____ Extrait

Certains mettent en avant le critère de « parler français ». Risible. Les Français actuels le parlent-ils ? Est-ce du français que parlent les analphabètes d’aujourd’hui, ou Fabius (« Bonjour les dégâts ! ») ou Françoise Castro (« Ça t’habite ou ça t’effleure ? »), ou B.-H. Lévy ? Ne va-t-on pas clairement, même s’il n’y avait aucun immigré, vers la perte de tout langage articulé et de tout raisonnement ? Quelles chansons écoute la jeunesse présente ? Quelles sectes infiniment plus ridicules que l’islam ou le catholicisme ont conquis facilement une emprise sur une certaine fraction des idiots instruits contemporains (Moon, etc.) ? Sans faire mention des autistes ou débiles profonds que de telles sectes ne recrutent pas parce qu’il n’y a pas d’intérêt économique dans l’exploitation de ce bétail : on le laisse donc en charge aux pouvoirs publics.

________
____ Jeu de données

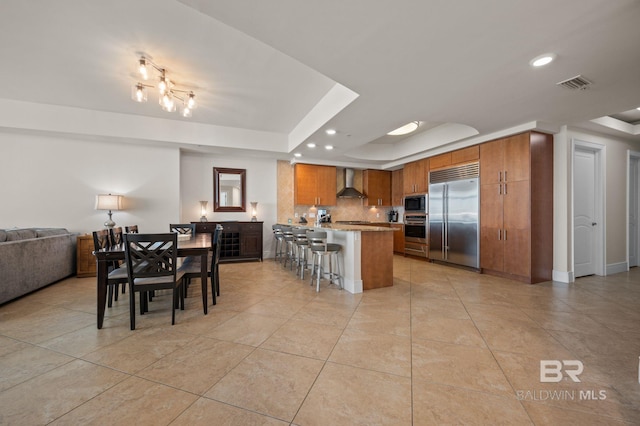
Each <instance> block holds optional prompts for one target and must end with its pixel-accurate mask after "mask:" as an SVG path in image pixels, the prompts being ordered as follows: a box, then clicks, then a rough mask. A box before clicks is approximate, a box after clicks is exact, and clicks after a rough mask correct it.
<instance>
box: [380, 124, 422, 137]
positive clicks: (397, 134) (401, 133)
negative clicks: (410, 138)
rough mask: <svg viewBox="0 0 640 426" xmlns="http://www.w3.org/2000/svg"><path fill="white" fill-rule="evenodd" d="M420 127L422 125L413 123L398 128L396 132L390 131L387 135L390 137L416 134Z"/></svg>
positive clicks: (392, 130) (397, 128) (407, 124)
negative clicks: (410, 133) (408, 134)
mask: <svg viewBox="0 0 640 426" xmlns="http://www.w3.org/2000/svg"><path fill="white" fill-rule="evenodd" d="M419 125H420V122H418V121H412V122H410V123H407V124H405V125H404V126H401V127H398V128H397V129H396V130H392V131H390V132H389V133H387V135H389V136H400V135H406V134H408V133H411V132H414V131H415V130H416V129H417V128H418V126H419Z"/></svg>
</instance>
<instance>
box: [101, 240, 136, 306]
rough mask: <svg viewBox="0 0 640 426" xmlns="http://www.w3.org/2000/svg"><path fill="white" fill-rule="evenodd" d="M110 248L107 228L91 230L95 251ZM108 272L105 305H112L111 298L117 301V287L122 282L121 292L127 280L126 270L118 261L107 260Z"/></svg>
mask: <svg viewBox="0 0 640 426" xmlns="http://www.w3.org/2000/svg"><path fill="white" fill-rule="evenodd" d="M108 248H111V236H110V232H109V230H108V229H101V230H99V231H94V232H93V249H94V250H95V251H98V250H101V249H108ZM108 268H109V274H108V275H107V286H108V287H107V306H108V307H111V306H113V300H114V299H115V300H116V301H118V289H119V287H120V284H122V293H124V292H125V287H126V284H127V281H128V278H127V270H126V269H124V268H120V264H119V263H118V262H109V265H108Z"/></svg>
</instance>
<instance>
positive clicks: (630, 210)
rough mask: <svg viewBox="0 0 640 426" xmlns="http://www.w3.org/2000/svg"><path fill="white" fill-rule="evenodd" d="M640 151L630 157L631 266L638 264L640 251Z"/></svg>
mask: <svg viewBox="0 0 640 426" xmlns="http://www.w3.org/2000/svg"><path fill="white" fill-rule="evenodd" d="M639 215H640V153H639V154H638V156H635V155H631V156H630V157H629V267H630V268H633V267H634V266H638V256H639V254H638V251H640V235H639V234H640V223H638V221H639V220H640V218H639Z"/></svg>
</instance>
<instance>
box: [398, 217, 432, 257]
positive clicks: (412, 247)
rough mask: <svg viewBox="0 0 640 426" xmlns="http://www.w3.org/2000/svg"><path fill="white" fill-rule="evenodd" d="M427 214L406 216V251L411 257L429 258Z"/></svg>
mask: <svg viewBox="0 0 640 426" xmlns="http://www.w3.org/2000/svg"><path fill="white" fill-rule="evenodd" d="M428 232H429V221H428V215H427V213H417V212H411V213H405V214H404V251H405V254H408V255H411V256H419V257H427V256H428V252H429V250H428V247H427V242H428V241H429V234H428Z"/></svg>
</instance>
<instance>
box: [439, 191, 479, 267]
mask: <svg viewBox="0 0 640 426" xmlns="http://www.w3.org/2000/svg"><path fill="white" fill-rule="evenodd" d="M447 201H448V202H447V223H448V224H447V231H448V236H447V251H448V253H447V261H449V262H451V263H456V264H458V265H464V266H470V267H473V268H478V266H479V264H478V259H479V255H478V254H479V251H478V248H479V247H478V246H479V241H480V239H479V228H478V207H479V199H478V179H477V178H476V179H469V180H460V181H454V182H449V183H448V184H447Z"/></svg>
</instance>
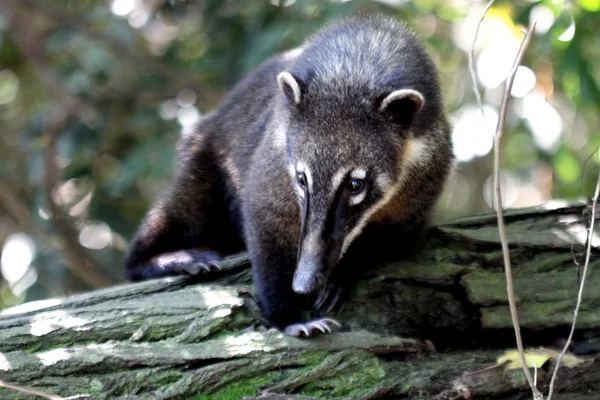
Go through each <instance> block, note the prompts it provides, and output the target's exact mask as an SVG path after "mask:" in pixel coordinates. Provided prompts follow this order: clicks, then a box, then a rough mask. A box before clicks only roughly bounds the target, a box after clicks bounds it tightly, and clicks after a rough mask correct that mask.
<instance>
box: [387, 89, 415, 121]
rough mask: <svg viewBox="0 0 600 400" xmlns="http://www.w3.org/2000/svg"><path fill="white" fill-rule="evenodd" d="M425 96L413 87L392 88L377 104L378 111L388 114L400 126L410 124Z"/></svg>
mask: <svg viewBox="0 0 600 400" xmlns="http://www.w3.org/2000/svg"><path fill="white" fill-rule="evenodd" d="M423 104H425V98H423V95H422V94H421V93H419V92H417V91H416V90H413V89H400V90H394V91H393V92H392V93H390V94H388V95H387V96H386V97H385V98H384V99H383V100H382V101H381V103H380V104H379V111H380V112H382V113H384V114H386V115H389V116H390V117H391V118H393V119H394V120H395V121H397V122H398V123H399V124H400V125H402V126H406V127H408V126H410V124H412V122H413V119H414V117H415V115H417V113H418V112H419V111H420V110H421V108H423Z"/></svg>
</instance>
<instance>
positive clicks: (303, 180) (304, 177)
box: [296, 172, 306, 187]
mask: <svg viewBox="0 0 600 400" xmlns="http://www.w3.org/2000/svg"><path fill="white" fill-rule="evenodd" d="M296 179H297V180H298V184H299V185H300V186H301V187H306V175H304V172H298V173H296Z"/></svg>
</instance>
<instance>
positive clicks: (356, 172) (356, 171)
mask: <svg viewBox="0 0 600 400" xmlns="http://www.w3.org/2000/svg"><path fill="white" fill-rule="evenodd" d="M366 176H367V171H366V170H365V169H364V168H356V169H355V170H353V171H352V172H351V173H350V177H352V178H354V179H365V177H366Z"/></svg>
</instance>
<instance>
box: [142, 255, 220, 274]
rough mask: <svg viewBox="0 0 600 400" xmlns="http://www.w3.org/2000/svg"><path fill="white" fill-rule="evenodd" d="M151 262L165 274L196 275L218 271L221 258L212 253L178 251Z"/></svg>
mask: <svg viewBox="0 0 600 400" xmlns="http://www.w3.org/2000/svg"><path fill="white" fill-rule="evenodd" d="M152 262H153V264H154V265H156V266H157V267H158V268H160V269H162V270H163V271H165V272H166V273H178V274H181V273H187V274H190V275H198V274H199V273H201V272H205V273H206V272H210V271H211V270H212V269H217V270H219V269H220V266H219V263H220V262H221V257H219V255H218V254H217V253H215V252H213V251H198V250H180V251H175V252H172V253H166V254H162V255H160V256H158V257H156V258H155V259H154V260H152Z"/></svg>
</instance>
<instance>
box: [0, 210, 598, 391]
mask: <svg viewBox="0 0 600 400" xmlns="http://www.w3.org/2000/svg"><path fill="white" fill-rule="evenodd" d="M588 211H589V210H588V208H586V206H584V205H573V206H567V207H561V208H555V209H549V208H536V209H525V210H518V211H510V212H507V215H506V222H507V229H508V238H509V241H510V243H511V246H510V247H511V255H512V260H513V264H514V270H515V286H516V289H515V290H516V296H517V302H518V308H519V316H520V318H521V326H522V330H523V335H524V341H525V344H526V345H527V346H528V347H529V348H532V347H535V350H536V354H537V355H538V357H537V358H538V359H541V361H539V364H538V365H539V368H538V369H537V380H538V387H539V388H540V389H541V390H543V391H546V389H547V385H548V382H549V377H550V375H551V371H552V367H553V365H554V358H553V357H554V355H555V354H556V350H555V349H556V348H557V347H556V346H557V345H560V344H561V342H563V341H564V339H565V338H566V337H567V333H568V329H569V326H570V323H571V320H572V317H573V307H574V305H575V300H576V293H577V288H578V281H579V278H580V276H579V274H580V270H581V268H580V267H579V266H578V265H577V262H578V261H579V260H581V262H583V255H582V251H583V245H584V243H585V237H586V226H587V225H588V223H589V221H588V219H589V212H588ZM597 226H598V225H597ZM598 234H600V232H598V233H597V234H596V236H595V239H594V240H595V242H593V245H594V250H593V254H592V262H591V265H590V275H589V277H588V283H587V291H586V295H585V296H584V302H583V307H582V310H581V313H580V315H579V322H578V329H577V332H576V338H575V343H574V346H573V349H572V350H573V351H574V353H576V354H577V355H576V356H575V355H573V356H570V357H567V358H565V365H564V366H563V367H562V369H561V372H560V373H559V383H558V388H559V395H558V396H556V397H555V398H558V399H597V398H599V396H600V395H599V393H600V360H599V359H598V358H597V357H596V356H595V355H594V354H596V353H597V349H599V348H600V311H599V309H600V291H598V289H597V288H598V287H599V286H600V272H599V271H598V266H599V264H600V259H599V257H598V254H600V251H599V243H598V241H599V239H598ZM429 239H430V240H429V243H428V245H427V246H426V248H425V249H423V251H422V252H421V253H420V254H419V255H418V256H414V257H412V258H411V259H410V260H404V261H400V262H396V263H391V264H387V265H381V266H372V268H370V269H369V271H368V273H367V274H366V276H365V277H364V278H363V279H362V280H361V281H360V282H359V283H358V285H357V286H356V289H355V290H354V293H353V296H352V298H351V300H349V301H348V302H347V303H346V305H345V307H344V308H343V310H342V312H341V313H340V314H339V315H338V319H339V321H340V322H341V323H342V324H343V327H342V329H341V330H339V331H338V332H335V333H333V334H331V335H324V336H320V337H316V338H313V339H309V340H306V339H295V338H289V337H286V336H284V335H282V334H280V333H278V332H274V331H271V330H268V329H266V328H264V326H263V325H262V324H261V322H260V319H259V317H258V311H257V306H256V304H255V302H254V301H253V299H252V296H251V292H252V285H251V281H250V273H249V264H248V261H247V259H246V258H245V256H238V257H234V258H231V259H228V260H227V261H226V262H225V263H224V266H223V271H221V272H219V273H214V274H210V275H205V276H202V277H199V278H194V279H191V278H186V277H177V278H168V279H160V280H154V281H148V282H142V283H136V284H130V285H124V286H119V287H114V288H110V289H105V290H100V291H96V292H92V293H86V294H82V295H77V296H73V297H70V298H66V299H59V300H48V301H44V302H38V303H31V304H24V305H22V306H19V307H15V308H13V309H10V310H6V311H5V312H3V313H2V314H1V315H0V377H1V379H2V380H4V381H7V382H10V383H17V384H20V385H26V386H28V387H34V388H36V389H39V390H44V391H47V392H53V393H56V394H58V395H60V396H63V397H73V398H78V399H80V398H85V399H87V398H89V399H104V398H122V399H187V398H192V399H213V398H214V399H238V398H242V397H244V396H247V397H248V398H261V399H312V398H316V397H326V398H347V399H380V398H389V399H392V398H409V399H412V398H426V399H461V398H465V399H468V398H477V399H486V398H487V399H512V398H528V397H530V394H529V392H528V388H527V385H526V382H525V379H524V376H523V372H522V371H521V370H520V368H519V367H518V366H516V368H515V366H514V365H511V364H510V362H501V363H499V362H498V361H497V358H498V357H499V356H501V355H502V354H503V353H505V352H506V350H507V349H508V350H511V349H513V347H514V333H513V328H512V325H511V321H510V315H509V310H508V304H507V301H506V285H505V280H504V272H503V262H502V254H501V249H500V244H499V240H498V233H497V228H496V219H495V216H493V215H491V214H490V215H483V216H475V217H469V218H464V219H461V220H456V221H451V222H449V223H446V224H443V225H439V226H437V227H436V228H432V229H431V231H430V234H429ZM544 354H545V356H544ZM546 359H547V360H546ZM542 364H543V365H542ZM0 397H1V398H2V399H17V398H26V396H24V395H23V394H20V393H17V392H12V391H8V390H6V389H0Z"/></svg>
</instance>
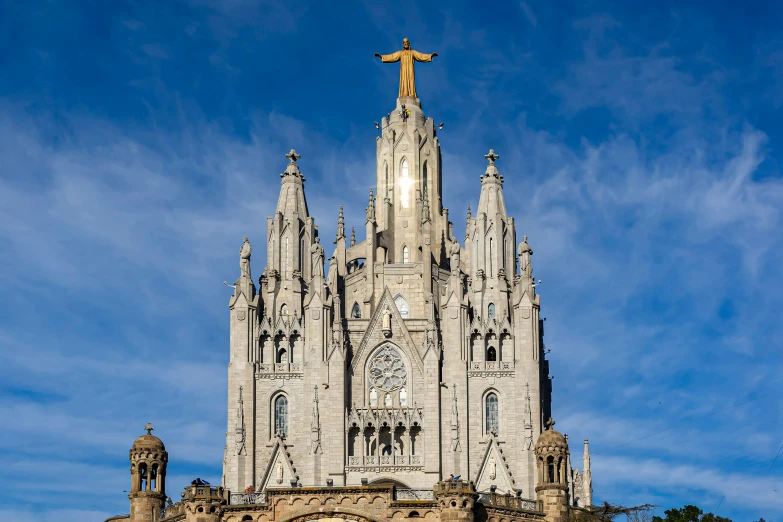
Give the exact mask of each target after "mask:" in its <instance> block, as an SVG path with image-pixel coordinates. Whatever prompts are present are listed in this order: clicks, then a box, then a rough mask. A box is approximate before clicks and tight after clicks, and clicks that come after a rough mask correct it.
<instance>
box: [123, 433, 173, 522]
mask: <svg viewBox="0 0 783 522" xmlns="http://www.w3.org/2000/svg"><path fill="white" fill-rule="evenodd" d="M144 429H145V430H147V434H146V435H142V436H141V437H139V438H138V439H136V440H135V441H134V442H133V446H132V447H131V450H130V454H129V458H130V463H131V491H130V494H129V495H128V498H129V499H130V510H131V512H130V522H153V521H155V520H158V519H160V516H161V513H162V512H163V508H164V506H165V503H166V464H167V463H168V461H169V454H168V452H166V447H165V446H164V445H163V442H162V441H161V440H160V439H159V438H158V437H156V436H155V435H152V430H153V429H154V428H153V427H152V424H150V423H147V426H146V427H145V428H144Z"/></svg>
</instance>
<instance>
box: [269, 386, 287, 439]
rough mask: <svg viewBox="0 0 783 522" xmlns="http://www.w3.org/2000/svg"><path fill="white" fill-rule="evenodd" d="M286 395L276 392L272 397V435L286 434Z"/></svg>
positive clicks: (286, 416) (286, 402)
mask: <svg viewBox="0 0 783 522" xmlns="http://www.w3.org/2000/svg"><path fill="white" fill-rule="evenodd" d="M288 416H289V411H288V397H287V396H286V395H285V394H284V393H278V394H277V395H275V396H274V397H273V399H272V436H275V435H281V436H282V437H287V436H288Z"/></svg>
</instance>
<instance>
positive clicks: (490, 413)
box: [484, 393, 499, 435]
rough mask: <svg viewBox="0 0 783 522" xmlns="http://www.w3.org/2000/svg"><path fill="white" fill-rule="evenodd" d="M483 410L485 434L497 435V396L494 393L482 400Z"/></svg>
mask: <svg viewBox="0 0 783 522" xmlns="http://www.w3.org/2000/svg"><path fill="white" fill-rule="evenodd" d="M484 409H485V412H486V413H485V415H486V421H485V425H486V432H487V433H488V434H489V433H492V434H495V435H497V434H498V422H499V420H498V396H497V395H495V394H494V393H490V394H488V395H487V398H486V399H484Z"/></svg>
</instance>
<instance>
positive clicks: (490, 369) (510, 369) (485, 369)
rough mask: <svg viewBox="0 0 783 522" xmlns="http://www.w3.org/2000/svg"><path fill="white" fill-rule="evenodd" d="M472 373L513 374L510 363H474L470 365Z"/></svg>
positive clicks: (492, 361) (490, 362)
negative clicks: (499, 373) (490, 372)
mask: <svg viewBox="0 0 783 522" xmlns="http://www.w3.org/2000/svg"><path fill="white" fill-rule="evenodd" d="M470 371H472V372H513V371H514V363H513V362H512V361H483V362H482V361H474V362H472V363H470Z"/></svg>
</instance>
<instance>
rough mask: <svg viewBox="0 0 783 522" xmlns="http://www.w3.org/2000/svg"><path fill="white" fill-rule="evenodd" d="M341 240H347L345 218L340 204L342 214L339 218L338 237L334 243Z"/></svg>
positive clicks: (338, 226)
mask: <svg viewBox="0 0 783 522" xmlns="http://www.w3.org/2000/svg"><path fill="white" fill-rule="evenodd" d="M341 239H345V216H344V215H343V206H342V204H340V214H338V216H337V237H335V238H334V242H335V243H337V242H338V241H340V240H341Z"/></svg>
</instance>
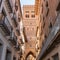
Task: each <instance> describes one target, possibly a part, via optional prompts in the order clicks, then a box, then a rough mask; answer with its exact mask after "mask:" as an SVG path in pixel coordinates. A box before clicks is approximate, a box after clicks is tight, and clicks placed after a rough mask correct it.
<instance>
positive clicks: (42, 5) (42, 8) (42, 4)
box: [42, 4, 43, 13]
mask: <svg viewBox="0 0 60 60" xmlns="http://www.w3.org/2000/svg"><path fill="white" fill-rule="evenodd" d="M42 13H43V4H42Z"/></svg>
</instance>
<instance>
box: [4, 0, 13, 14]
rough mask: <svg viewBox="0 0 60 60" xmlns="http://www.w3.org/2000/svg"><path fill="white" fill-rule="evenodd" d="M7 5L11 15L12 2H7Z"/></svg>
mask: <svg viewBox="0 0 60 60" xmlns="http://www.w3.org/2000/svg"><path fill="white" fill-rule="evenodd" d="M5 5H6V8H7V10H8V12H9V13H11V12H12V0H6V1H5Z"/></svg>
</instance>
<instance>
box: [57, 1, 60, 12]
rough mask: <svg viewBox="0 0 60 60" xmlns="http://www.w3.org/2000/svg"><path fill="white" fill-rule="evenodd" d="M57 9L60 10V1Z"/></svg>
mask: <svg viewBox="0 0 60 60" xmlns="http://www.w3.org/2000/svg"><path fill="white" fill-rule="evenodd" d="M56 11H60V2H59V4H58V6H57V9H56Z"/></svg>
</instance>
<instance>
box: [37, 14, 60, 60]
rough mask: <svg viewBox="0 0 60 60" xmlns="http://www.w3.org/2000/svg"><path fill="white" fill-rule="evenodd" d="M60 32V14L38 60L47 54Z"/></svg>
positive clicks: (38, 57)
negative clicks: (58, 34)
mask: <svg viewBox="0 0 60 60" xmlns="http://www.w3.org/2000/svg"><path fill="white" fill-rule="evenodd" d="M59 30H60V14H58V16H57V18H56V22H55V24H54V26H53V28H52V30H51V32H50V34H49V36H48V38H47V40H46V41H45V43H44V45H43V47H42V50H41V53H40V55H39V56H38V58H37V60H39V59H40V58H41V57H42V56H43V54H44V53H45V52H46V50H47V49H48V48H49V47H50V46H51V44H52V43H53V41H54V37H55V36H56V34H57V33H58V31H59Z"/></svg>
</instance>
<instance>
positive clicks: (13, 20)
mask: <svg viewBox="0 0 60 60" xmlns="http://www.w3.org/2000/svg"><path fill="white" fill-rule="evenodd" d="M10 16H11V18H12V21H13V23H14V26H15V27H17V25H18V23H17V20H16V15H15V13H11V14H10Z"/></svg>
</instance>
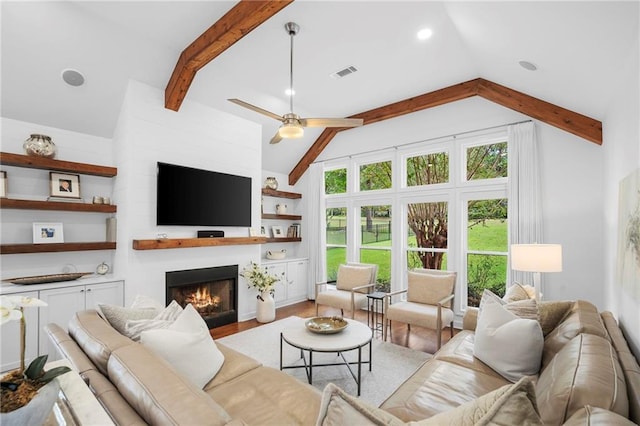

________

▶ Exercices:
A – Relevez les personnes que l'extrait nomme au sujet du français parlé aujourd'hui.
B – Citez, s'il vous plaît, le passage de l'extrait compris entre « Certains mettent en » et « aux pouvoirs publics. », ces mots inclus.

▶ Réponses:
A –
- Fabius
- Françoise Castro
- B.-H. Lévy

B –
Certains mettent en avant le critère de « parler français ». Risible. Les Français actuels le parlent-ils ? Est-ce du français que parlent les analphabètes d’aujourd’hui, ou Fabius (« Bonjour les dégâts ! ») ou Françoise Castro (« Ça t’habite ou ça t’effleure ? »), ou B.-H. Lévy ? Ne va-t-on pas clairement, même s’il n’y avait aucun immigré, vers la perte de tout langage articulé et de tout raisonnement ? Quelles chansons écoute la jeunesse présente ? Quelles sectes infiniment plus ridicules que l’islam ou le catholicisme ont conquis facilement une emprise sur une certaine fraction des idiots instruits contemporains (Moon, etc.) ? Sans faire mention des autistes ou débiles profonds que de telles sectes ne recrutent pas parce qu’il n’y a pas d’intérêt économique dans l’exploitation de ce bétail : on le laisse donc en charge aux pouvoirs publics.